## DIRECTIONS:
The entries below are to be written out again without alteration.

--- DATA SHOWN ---

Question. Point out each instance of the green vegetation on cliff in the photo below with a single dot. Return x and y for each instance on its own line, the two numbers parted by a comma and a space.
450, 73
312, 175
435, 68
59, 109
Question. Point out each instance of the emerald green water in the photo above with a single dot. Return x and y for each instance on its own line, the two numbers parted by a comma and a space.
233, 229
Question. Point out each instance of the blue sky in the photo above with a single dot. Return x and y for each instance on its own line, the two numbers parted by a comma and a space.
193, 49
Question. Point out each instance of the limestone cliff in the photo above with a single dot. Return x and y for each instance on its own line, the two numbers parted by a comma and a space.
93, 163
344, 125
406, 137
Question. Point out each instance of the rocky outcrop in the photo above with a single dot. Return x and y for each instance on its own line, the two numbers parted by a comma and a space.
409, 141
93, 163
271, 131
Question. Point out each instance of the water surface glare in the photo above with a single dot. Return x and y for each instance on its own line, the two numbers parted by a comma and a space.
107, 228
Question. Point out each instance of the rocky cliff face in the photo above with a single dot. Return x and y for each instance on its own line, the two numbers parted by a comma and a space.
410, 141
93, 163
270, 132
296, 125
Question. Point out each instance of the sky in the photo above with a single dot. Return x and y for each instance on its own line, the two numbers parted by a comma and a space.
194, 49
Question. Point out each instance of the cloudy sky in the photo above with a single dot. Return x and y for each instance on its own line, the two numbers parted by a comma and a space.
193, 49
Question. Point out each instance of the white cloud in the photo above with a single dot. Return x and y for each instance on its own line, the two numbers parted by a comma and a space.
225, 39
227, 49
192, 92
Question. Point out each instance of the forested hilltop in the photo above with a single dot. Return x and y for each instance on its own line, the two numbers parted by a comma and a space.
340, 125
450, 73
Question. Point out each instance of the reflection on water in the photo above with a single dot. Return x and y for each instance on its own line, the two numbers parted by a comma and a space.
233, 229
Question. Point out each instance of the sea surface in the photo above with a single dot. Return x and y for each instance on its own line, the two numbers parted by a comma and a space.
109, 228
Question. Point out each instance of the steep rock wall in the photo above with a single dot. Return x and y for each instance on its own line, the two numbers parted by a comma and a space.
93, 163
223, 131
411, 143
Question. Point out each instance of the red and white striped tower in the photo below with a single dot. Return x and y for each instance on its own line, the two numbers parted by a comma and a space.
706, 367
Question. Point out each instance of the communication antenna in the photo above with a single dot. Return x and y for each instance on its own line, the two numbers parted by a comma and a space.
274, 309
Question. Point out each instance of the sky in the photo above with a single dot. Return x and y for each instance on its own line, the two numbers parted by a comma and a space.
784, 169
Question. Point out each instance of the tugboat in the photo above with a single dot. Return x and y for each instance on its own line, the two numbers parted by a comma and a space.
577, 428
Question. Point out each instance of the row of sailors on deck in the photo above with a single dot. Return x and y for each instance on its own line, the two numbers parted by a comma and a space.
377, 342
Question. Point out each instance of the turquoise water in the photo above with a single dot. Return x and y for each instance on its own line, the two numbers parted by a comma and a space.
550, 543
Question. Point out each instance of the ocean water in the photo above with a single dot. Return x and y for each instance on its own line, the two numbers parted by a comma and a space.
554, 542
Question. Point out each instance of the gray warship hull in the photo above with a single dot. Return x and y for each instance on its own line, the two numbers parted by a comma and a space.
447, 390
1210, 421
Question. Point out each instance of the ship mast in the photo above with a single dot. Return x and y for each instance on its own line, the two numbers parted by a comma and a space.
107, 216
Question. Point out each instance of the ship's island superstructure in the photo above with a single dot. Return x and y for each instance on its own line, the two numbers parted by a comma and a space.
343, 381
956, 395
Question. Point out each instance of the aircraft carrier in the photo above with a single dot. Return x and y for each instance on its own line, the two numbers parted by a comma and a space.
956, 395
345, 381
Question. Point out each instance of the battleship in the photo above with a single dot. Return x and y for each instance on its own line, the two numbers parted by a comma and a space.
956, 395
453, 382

---

## COMPLETE ANSWER:
Question. Point out each instance of the green vegetation on cliff in the photo below with a single dot. Return x and y for each instance on its own line, the two numbers parted by a comma and a space.
450, 73
312, 175
435, 68
59, 109
Question. Point out each instance of the emerald green water in the photo above with a single dot. Return x and y for each instance on its own line, the two numbers parted by a comma and a space.
233, 229
Question. Point out each instance of the blue sky in the photo above with a single dot. Return x and y for each instance on its own line, the two numbers parted by a comma and a space.
193, 49
Question. Point out each instance of the limestone cliff in the photo above with a single dot. Return x and y for each instance on its own line, the two numbers parted by a comma and a space.
93, 163
344, 125
406, 137
Question. Point out each instance of the rocky outcrop in the photo above with a single dot. Return x and y for each instance on its own line, the two numbers parted by a comma and a space.
409, 141
93, 163
271, 131
Question. Point out each instance of the water surface glare in the photo above with a single dot. Return x and y for each instance on its own line, the two numbers parted by a comma and a space.
107, 228
Question. Point out each instance of the rocky cliff face in the photo above with a single dot. Return x and y for each instance on its own line, the two numbers parted by a comma and a space.
410, 141
93, 163
270, 132
296, 125
Question. Point out each instance of the sky in the photo above with a single dot. Return x and y for each instance on its own line, the two numbers parted by a comma and a space.
194, 49
Question. Point out each instance of the cloudy sky in the photo above with a single dot. Return x and y for each instance on its own line, the two numbers parted by a comma and a space.
193, 49
Question. Point out each instance of the white cloud in the photo above with a single dot. Return x and y for each instance on its own line, the two numbers parted by a comma and a space.
225, 39
227, 49
192, 92
Question. Point out each instance of the forested hilltop in the photo above with a single dot. Return x and y for each instance on its own line, the two numbers parted by a comma and a space.
340, 125
450, 73
Question. Point out each instance of the reflection on water in the photo above with a single dot. Return x and y for each instance on its own line, the two numbers parted by a comma and a space.
233, 229
Question. Point out each instance of the sea surface in the photo above with a single dot. Return x and y for each instance on its own line, the two numbers parted by a comma and a space.
109, 228
Question. Point out each instance of the steep rock wall in the photo above with a single dot. Return x and y for each instance on its own line, the two numbers parted by a comma and a space.
93, 163
223, 131
411, 143
Question. Point out each instance of the red and white striped tower in the photo below with a single dot. Return x and y for each instance on its own line, the two numbers parted by a comma and a space.
706, 367
Question. Point out each instance of the communication antenna in the photo above with a single dot. Return x and y for each instance on its own line, the two numbers parted by a comma and a space.
274, 309
Question. Point out each instance of the sky in the photo above with a single dot. Return x and y for each instance on its own line, the two numbers parted by a comma and a space.
784, 169
Question. Point out each instance of the tugboat in the photo above with a single dot. Return x and y for each instance on its own line, the two numbers parted by a comma and a space.
577, 428
Question. Point out each instance of the row of sailors on deck in the photo above with a single dot. Return x and y for each instance on its own line, the two numbers parted by a comma and a space.
377, 342
Question. Point out each instance of the turquoise water in the photo above with a single dot. Return x and y for each instance on its own line, the two numbers parted by a comma and a space.
550, 543
Question. Point out each instance of the ocean water in the photo above with a single dot. Return x and y for each instance on its own line, the two numbers parted by a comma and a space.
554, 542
Question. Point out each instance of the gray warship hull in the photo above with a single dot. Return x and y for each instance on its own line, the two numbers parted by a comma and a space.
447, 390
1210, 421
Question. Point out each instance of the ship mast in the photo above with a single dot. Return x and y for each instance on its own line, the two numbers parted by a comma and a space.
107, 216
Question. Point out each instance of the ship's island superstructure in the photo above with a single dot. Return x and y for each instance on its own line, the two numbers parted by a comma and a space.
343, 381
956, 395
Question. Point out each instance of the aircraft carrier in the photo above with a single dot. Return x and y for each instance on its own line, the two numbers parted by a comma and a space.
956, 395
345, 381
Question. Point out each instance of the battleship in the photo above with a single dot. Return x and y for each instance on its own line, the two numbers parted by a comma and a space.
956, 395
453, 382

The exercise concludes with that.